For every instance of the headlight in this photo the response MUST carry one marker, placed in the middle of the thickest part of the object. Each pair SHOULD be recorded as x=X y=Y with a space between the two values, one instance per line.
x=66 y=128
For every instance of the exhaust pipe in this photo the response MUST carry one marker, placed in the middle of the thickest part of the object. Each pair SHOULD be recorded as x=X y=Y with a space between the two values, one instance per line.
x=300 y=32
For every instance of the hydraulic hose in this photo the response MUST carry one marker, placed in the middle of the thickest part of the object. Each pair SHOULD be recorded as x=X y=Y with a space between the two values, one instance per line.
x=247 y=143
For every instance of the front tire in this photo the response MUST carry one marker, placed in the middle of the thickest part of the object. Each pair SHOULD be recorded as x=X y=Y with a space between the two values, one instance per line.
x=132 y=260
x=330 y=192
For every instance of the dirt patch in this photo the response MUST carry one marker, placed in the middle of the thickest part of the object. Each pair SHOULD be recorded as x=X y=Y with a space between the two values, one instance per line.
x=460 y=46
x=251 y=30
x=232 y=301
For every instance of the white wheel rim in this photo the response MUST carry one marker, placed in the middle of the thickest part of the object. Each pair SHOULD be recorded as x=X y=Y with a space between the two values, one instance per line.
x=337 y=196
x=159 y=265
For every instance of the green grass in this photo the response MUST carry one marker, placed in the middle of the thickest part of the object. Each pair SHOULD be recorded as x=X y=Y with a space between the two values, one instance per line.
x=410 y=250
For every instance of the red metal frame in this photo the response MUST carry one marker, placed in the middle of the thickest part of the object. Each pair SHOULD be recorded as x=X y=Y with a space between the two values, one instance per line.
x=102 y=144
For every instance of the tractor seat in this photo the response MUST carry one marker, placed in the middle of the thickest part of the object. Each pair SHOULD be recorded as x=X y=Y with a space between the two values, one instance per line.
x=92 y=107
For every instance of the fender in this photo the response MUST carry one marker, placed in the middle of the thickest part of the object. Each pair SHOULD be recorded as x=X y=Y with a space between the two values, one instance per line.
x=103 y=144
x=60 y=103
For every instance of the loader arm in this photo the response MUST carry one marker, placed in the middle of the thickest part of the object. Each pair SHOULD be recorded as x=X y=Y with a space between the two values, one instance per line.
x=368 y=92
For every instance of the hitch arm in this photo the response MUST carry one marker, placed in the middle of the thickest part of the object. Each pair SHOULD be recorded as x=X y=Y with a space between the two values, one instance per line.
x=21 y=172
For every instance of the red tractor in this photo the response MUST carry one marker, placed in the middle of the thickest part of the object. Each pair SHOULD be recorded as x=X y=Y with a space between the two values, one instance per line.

* Exercise details *
Using the data above, reproduce every line exactly.

* Response to this task *
For every instance of the headlight in this photo the response MUST carry one marker, placed in the middle of the thickest part of the object. Each pair SHOULD be recorded as x=X y=Y with a space between the two values, one instance per line.
x=66 y=128
For every instance of the exhaust pipe in this photo the response MUST carry one marker, placed in the middle of the thickest part of the object. Each pair SHOULD be recorded as x=X y=Y with a space between the two values, one instance per line.
x=300 y=32
For every instance of the hydraulic hose in this photo the response MUST carry one marker, placed in the middle of the thickest part of the object. Each pair SHOULD be recorded as x=X y=Y with a space between the two values, one instance per line.
x=247 y=143
For every instance of the front tire in this photo the response MUST carry one marker, placed in the middle of the thickest part of the object. Each pair SHOULD be recorded as x=X y=Y with a space between the two values, one instance per line.
x=132 y=260
x=330 y=192
For every instance of the dirt patch in this photo the response MUST carry one marker, placed in the middle of the thickest part of the object. Each pair SHOULD be recorded as x=X y=Y with a space between the two values, one instance per line.
x=460 y=46
x=251 y=30
x=232 y=301
For every instance of the white wheel rim in this photo the response MUST carry one marker, placed in the middle of the thickest part of the object. Each pair SHOULD be recorded as x=X y=Y with a space between the two values, one instance per line.
x=337 y=196
x=159 y=265
For every instance of the green grass in this photo the response MUST carry one marker, placed in the middle of the thickest part of the object. Each pair SHOULD be recorded as x=X y=Y with a space between the two values, one instance per line.
x=410 y=250
For every instance of the red metal frame in this photo the response MUST carry one marker, placed in the middle of the thickest part of the object. Each pair SHOULD be recorded as x=X y=Y with a space between the two values, one instance per line.
x=102 y=144
For every instance of the tractor seat in this photo the response MUST carry one marker, placed in the middle of the thickest part of the object. Each pair SHOULD be recorded as x=X y=Y with a space between the two values, one instance per line.
x=92 y=107
For every instance of the fender in this photo the response MUST carry one marker, placed in the middle of the thickest part of the object. Each pair SHOULD be recorded as x=X y=Y with a space between the two values, one instance per line.
x=103 y=144
x=60 y=103
For every instance of the loader arm in this photo the response MUST carry one marker, placed in the middle of the thickest part of the object. Each pair SHOULD be recorded as x=X y=Y with a space between the two values, one instance per line.
x=368 y=92
For every instance of the hitch arm in this photo the response MUST carry one marker, placed in the middle of the thickest part of the object. Each pair SHOULD be recorded as x=X y=Y with a space between the two values, one instance per line.
x=21 y=172
For every instance of the red tractor in this photo the response MUST carry one marker, placed in the middle of the thickest part of the object. Each pair SHOULD be recorded as x=X y=Y with a space between the two values, one instance per line.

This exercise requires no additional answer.